**The problem**
Return the data in full, exactly as it was written.

[[ Given records open ]]

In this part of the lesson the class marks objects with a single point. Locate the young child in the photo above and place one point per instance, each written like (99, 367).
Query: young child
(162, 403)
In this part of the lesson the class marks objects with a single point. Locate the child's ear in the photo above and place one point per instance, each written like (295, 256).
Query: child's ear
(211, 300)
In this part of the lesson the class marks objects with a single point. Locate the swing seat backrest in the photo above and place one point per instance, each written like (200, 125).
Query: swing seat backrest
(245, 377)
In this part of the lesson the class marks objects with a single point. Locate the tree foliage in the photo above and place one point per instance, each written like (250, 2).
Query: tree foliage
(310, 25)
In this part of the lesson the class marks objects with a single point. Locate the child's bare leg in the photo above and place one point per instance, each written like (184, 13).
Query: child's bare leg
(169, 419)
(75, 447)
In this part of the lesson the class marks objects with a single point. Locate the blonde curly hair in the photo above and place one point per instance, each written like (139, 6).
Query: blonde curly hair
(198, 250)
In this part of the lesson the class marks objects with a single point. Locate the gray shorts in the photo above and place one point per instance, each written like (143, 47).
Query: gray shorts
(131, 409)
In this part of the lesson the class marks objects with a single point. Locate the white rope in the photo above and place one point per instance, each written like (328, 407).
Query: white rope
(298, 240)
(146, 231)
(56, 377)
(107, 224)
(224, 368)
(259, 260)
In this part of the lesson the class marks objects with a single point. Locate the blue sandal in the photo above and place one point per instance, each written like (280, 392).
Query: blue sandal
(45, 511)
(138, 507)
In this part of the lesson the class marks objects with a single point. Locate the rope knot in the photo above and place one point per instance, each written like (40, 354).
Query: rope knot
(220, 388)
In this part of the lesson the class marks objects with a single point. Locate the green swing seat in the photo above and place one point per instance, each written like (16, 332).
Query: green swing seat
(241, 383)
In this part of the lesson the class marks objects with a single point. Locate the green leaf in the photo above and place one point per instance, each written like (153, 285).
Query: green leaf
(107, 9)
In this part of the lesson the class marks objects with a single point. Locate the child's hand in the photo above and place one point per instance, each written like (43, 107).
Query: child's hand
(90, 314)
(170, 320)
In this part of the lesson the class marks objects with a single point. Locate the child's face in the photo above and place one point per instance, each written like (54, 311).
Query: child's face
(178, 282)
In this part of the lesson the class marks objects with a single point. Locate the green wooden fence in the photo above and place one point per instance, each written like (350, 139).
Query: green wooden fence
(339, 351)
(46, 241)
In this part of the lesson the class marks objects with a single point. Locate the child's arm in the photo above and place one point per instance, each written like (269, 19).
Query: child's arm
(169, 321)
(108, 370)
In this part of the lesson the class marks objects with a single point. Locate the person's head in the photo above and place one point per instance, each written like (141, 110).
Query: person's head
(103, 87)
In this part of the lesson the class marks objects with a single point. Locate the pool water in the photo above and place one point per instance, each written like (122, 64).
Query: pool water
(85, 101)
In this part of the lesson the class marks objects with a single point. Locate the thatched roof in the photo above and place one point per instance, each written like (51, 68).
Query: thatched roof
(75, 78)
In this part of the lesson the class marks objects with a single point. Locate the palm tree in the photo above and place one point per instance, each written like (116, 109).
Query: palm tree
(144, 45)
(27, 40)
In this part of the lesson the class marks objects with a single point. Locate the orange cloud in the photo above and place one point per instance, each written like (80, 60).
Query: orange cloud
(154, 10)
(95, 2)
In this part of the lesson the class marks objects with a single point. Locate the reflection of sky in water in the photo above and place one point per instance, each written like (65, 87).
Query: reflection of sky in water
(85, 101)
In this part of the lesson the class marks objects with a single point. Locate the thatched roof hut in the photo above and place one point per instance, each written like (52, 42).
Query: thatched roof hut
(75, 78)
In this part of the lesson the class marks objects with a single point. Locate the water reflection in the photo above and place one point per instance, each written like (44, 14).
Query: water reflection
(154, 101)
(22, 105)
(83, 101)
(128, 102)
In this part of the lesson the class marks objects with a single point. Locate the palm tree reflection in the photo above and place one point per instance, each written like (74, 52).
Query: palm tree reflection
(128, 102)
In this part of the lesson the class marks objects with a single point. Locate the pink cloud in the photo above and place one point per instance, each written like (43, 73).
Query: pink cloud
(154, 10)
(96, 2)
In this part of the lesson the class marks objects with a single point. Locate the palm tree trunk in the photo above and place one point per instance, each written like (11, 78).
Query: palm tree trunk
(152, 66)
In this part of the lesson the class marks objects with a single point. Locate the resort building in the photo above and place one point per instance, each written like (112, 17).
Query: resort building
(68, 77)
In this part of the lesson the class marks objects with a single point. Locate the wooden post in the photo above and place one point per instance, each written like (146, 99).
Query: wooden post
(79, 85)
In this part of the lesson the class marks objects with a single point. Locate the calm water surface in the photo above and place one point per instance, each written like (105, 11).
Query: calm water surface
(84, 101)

[[ Given records closed ]]

**Exercise solution**
In this part of the lesson the class marks objects with a single point. Locate the young child in the photo above and place one point per instance, each written like (99, 367).
Query: young child
(162, 403)
In this part of the lesson the class marks objects with a single point. Locate the child's ear in the photo above and place one point per instance, each written like (295, 256).
Query: child's ear
(211, 300)
In this part of the lesson the class marks objects with a single point. Locate the swing seat backrest in the photo above and place one point per instance, each written like (200, 125).
Query: swing seat backrest
(245, 377)
In this part of the lesson the class marks objects with a single point. Locate the tree foliage in the photo above and place one point per instance, each written like (250, 2).
Query: tree foliage
(310, 25)
In this part of the lesson the class marks objects with a single point. Locate the child's bare leg in the photo above and place one point per instance, each written like (184, 13).
Query: child's bare leg
(169, 419)
(75, 447)
In this part of the lesson the class marks objects with a single point. Locate the blonde curly hair in the photo above and place one point per instance, each written like (139, 6).
Query: blonde curly hair
(198, 250)
In this part of the lesson the class marks objects with a single point. Locate the gray shorts in the photo above and place one point per instance, each written like (143, 47).
Query: gray shorts
(131, 409)
In this part of the lesson the class marks objects with a single point. Locate the white rope in the photo above and place one point per instance, each written like (328, 407).
Query: white rope
(298, 240)
(146, 231)
(56, 377)
(107, 224)
(224, 368)
(259, 260)
In this part of the lesson the class marks objects with a single point. Locate the blue sandal in the photo above and place one point per instance, each written like (280, 392).
Query: blue sandal
(45, 511)
(138, 507)
In this part of the lesson the class marks objects with a single point. Locate the rope knot in the photo above and place one point per instance, each written like (40, 354).
Query: rope knot
(220, 388)
In this part of the lesson the class marks objects with a single point. Locate the green swing seat in the photo above and place one point per instance, each written like (16, 332).
Query: green swing seat
(241, 383)
In this part of the lesson the class marks objects with a single point. Locate the green leaf in the photo above and place one point per instance, each written like (153, 285).
Query: green leaf
(107, 9)
In this part of the lesson the class marks objects with a single point. Locate the child's hand in the photo above and place one point per instance, each written like (43, 107).
Query: child's hand
(90, 314)
(170, 320)
In this part of the lesson the class marks objects with a single point. Locate the child's face in the photo above and place one point per instance, each written like (54, 311).
Query: child's face
(178, 282)
In this part of the lesson the class marks objects with a single point. Locate the green wooden fence in the photo above and place one point per instance, each written like (350, 139).
Query: green wooden fence
(339, 351)
(46, 241)
In this part of the lesson the class marks objects with a single point. Locate the child's arm in the photo above and place one point per instance, each written like (269, 19).
Query: child's arm
(169, 321)
(108, 370)
In this part of the lesson the class marks objects with a single point. Locate the person's head in the photo above and place one point per instance, each written like (141, 110).
Query: person's head
(103, 87)
In this part of the lesson the class marks objects with a single point. Locate the pool water in the photo above and place one point per instance, each written like (122, 64).
Query: pool water
(85, 101)
In this part of the lesson the class marks objects with a single point. Locate the thatched roof in the photo above and place one point per instance, each written like (51, 68).
Query: thatched roof
(75, 78)
In this part of the lesson the class marks objects with a single point. Locate the palm tree in the photo above and place one point per instance, each written like (116, 109).
Query: palm tree
(144, 45)
(27, 40)
In this part of the lesson the class marks objects with a single point. Locate the orange cloud in the photo above and place one point per instance, each written like (80, 60).
Query: orange cloud
(154, 10)
(95, 2)
In this part of the lesson the class marks objects with a single point. Locate the reflection of sky in water in the photo above and place one point per instance, each written like (65, 87).
Query: reflection of sky in water
(85, 101)
In this part of the lesson the class marks objects with a single point. Locate the thatched roof hut in the photo above and place one point per instance, each written like (52, 42).
Query: thatched roof hut
(75, 78)
In this part of the lesson the class marks objects with a single point. Locate the water reflection in the photo above and place one point per instance, each written like (44, 14).
Query: water reflection
(154, 101)
(22, 105)
(83, 101)
(128, 102)
In this part of the lesson the class marks objects with a single point. Locate the palm tree reflection in the photo above and place one point per instance, each written like (74, 52).
Query: palm tree reflection
(128, 102)
In this part of the lesson the class marks objects with a single point. Locate the pink cloud in the photo above and place one point per instance, each written like (43, 73).
Query: pink cloud
(154, 10)
(96, 2)
In this part of the lesson the class marks objects with a single point. Locate the palm tree trunk in the photo above and place one point per instance, each written like (11, 78).
Query: palm tree trunk
(152, 66)
In this part of the lesson the class marks objects with a single point. Locate the resort building in the photo above and place one point per instance, each written like (112, 17).
Query: resort building
(68, 77)
In this part of the lesson the class marks objects with a single point. Locate the wooden post in the photo above and place one point per instance, each written like (146, 99).
Query: wooden post
(79, 85)
In this part of the lesson the class marks objects with a single point. Locate the calm water surface in the photo above and place one point per instance, each written like (105, 11).
Query: calm water surface
(84, 101)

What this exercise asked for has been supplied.